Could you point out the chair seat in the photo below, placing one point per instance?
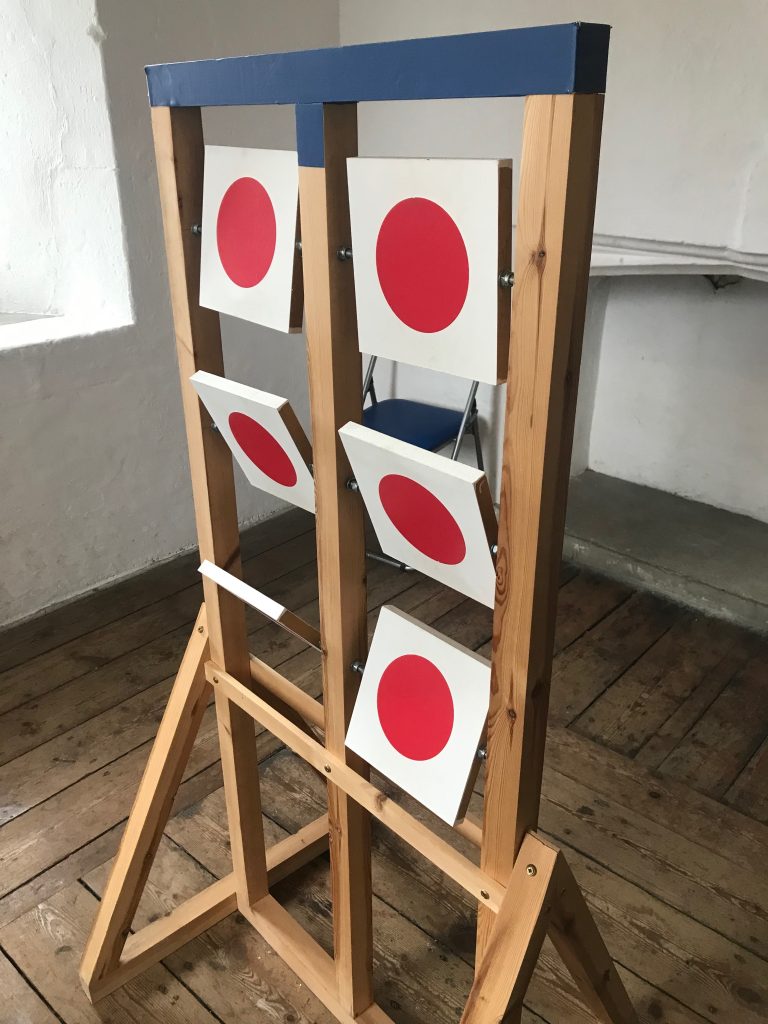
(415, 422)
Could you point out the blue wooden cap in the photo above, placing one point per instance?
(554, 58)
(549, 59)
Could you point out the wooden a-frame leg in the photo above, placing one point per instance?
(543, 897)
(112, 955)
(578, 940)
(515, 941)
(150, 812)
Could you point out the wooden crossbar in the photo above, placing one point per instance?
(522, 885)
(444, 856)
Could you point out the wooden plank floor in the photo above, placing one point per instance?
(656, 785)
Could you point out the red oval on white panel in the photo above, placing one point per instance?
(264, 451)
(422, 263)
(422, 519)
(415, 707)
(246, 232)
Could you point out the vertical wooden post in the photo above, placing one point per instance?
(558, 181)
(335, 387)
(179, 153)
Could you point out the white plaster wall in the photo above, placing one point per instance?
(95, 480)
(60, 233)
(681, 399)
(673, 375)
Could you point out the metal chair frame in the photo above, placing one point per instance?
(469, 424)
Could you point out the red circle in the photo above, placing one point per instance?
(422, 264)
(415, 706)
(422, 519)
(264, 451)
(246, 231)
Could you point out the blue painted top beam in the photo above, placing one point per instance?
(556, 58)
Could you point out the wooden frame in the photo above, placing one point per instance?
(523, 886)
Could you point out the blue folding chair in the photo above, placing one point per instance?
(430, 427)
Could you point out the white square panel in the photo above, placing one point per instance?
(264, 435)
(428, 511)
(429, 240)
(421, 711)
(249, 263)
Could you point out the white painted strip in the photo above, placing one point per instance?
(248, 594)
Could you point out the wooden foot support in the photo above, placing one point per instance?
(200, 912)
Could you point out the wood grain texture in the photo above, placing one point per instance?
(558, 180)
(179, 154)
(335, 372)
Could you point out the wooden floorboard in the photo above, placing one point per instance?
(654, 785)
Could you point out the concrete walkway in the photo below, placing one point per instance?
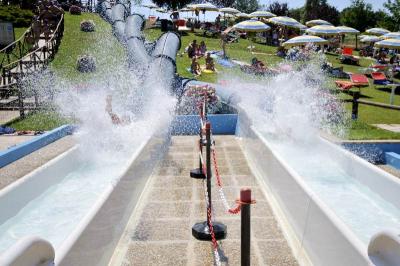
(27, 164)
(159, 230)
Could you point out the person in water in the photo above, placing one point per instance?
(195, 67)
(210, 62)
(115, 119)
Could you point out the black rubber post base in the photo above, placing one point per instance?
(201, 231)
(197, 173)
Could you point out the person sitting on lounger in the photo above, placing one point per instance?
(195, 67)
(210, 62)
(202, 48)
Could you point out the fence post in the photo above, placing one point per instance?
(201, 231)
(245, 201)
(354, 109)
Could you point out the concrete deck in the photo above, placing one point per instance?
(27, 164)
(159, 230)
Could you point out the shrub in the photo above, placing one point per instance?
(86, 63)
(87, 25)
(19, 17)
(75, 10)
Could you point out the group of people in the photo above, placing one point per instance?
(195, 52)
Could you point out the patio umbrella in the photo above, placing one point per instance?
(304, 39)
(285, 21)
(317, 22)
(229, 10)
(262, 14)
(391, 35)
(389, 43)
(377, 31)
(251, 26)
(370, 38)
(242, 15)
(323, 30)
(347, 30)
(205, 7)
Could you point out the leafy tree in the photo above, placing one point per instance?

########################################

Salin seluruh baris di atas tanpa perubahan sedikit pun, tetapi jangan sertakan gambarnya dalam jawaban.

Could you point out the chair seat in the photo below, placing one point per instance?
(415, 422)
Could you point out the blue wooden cap in the photo above, placing one point per instance?
(554, 58)
(549, 59)
Could you point out the wooden a-frame leg in the photo above, placing one point per instance?
(543, 897)
(112, 955)
(578, 940)
(515, 941)
(150, 812)
Could you point out the wooden crossbar in the photo above, placing one point per instance?
(522, 885)
(444, 856)
Could you point out the wooden plank floor in the photo above, placing one point per instance?
(656, 785)
Could you point out the red oval on white panel in the photo above, placing one point per instance?
(264, 451)
(422, 263)
(422, 519)
(415, 707)
(246, 232)
Could you point out the vertical wooden post in the photo above, placing one point per instance?
(558, 181)
(335, 387)
(179, 153)
Could you point out the white plaster wall in the photo above, placing one point per instance?
(95, 480)
(60, 233)
(681, 399)
(673, 375)
Could you point out the metal chair frame in the photo above, placing one point per instance?
(469, 424)
Could you point out the red circle in the photo above, placing one point per instance?
(422, 264)
(415, 706)
(422, 519)
(264, 451)
(246, 231)
Could you point out the blue painted top beam in the photo above, placing one point per instance?
(556, 58)
Could you point out the wooden frame in the photo above, placing one point per instance?
(523, 886)
Could you point out the blue folding chair in the photo above, placing one point per instance?
(430, 427)
Could you point out the white square panel in the photo above, placing one point per instance?
(264, 435)
(428, 511)
(429, 240)
(421, 711)
(249, 263)
Could you point out the white painted strip in the photo above, placing one point per instance?
(248, 594)
Could you point out the wooden foot support in the photo above, placing one point per instance?
(200, 912)
Could you point out the wood grain texture in the photo above, placing one point per instance?
(558, 180)
(179, 154)
(335, 372)
Could you point out the wooden floorboard in the photo above, placing one point per instance?
(654, 785)
Could you point out the concrete walkway in the photo below, placing one point per instance?
(27, 164)
(159, 230)
Could you point out the person in water in the photo above, placing one point per instance?
(195, 67)
(210, 62)
(115, 119)
Could you point out the black rubber post base in the photo above, placing one point per instance?
(201, 231)
(197, 173)
Could you point out the person sitting on lounger in the photo above, placing one point per instance?
(195, 67)
(210, 62)
(202, 48)
Could you point out the fence post in the photo above, placing one point per instance?
(201, 231)
(245, 201)
(354, 109)
Could you point out the concrete deck in the photo above, placing one point per instance?
(27, 164)
(159, 230)
Could you point out the shrub in the photo above, placing one point per instance?
(86, 63)
(87, 25)
(19, 17)
(75, 10)
Could you point out the group of people in the photo above, placing one point per instance?
(195, 52)
Could you point out the patio umbrella in the photo above, placing one point per instance?
(304, 39)
(285, 21)
(317, 22)
(229, 10)
(262, 14)
(391, 35)
(389, 43)
(377, 31)
(251, 26)
(370, 38)
(242, 15)
(323, 30)
(347, 30)
(205, 7)
Could you point out the leafy tree in the photo above, placing one point per instance?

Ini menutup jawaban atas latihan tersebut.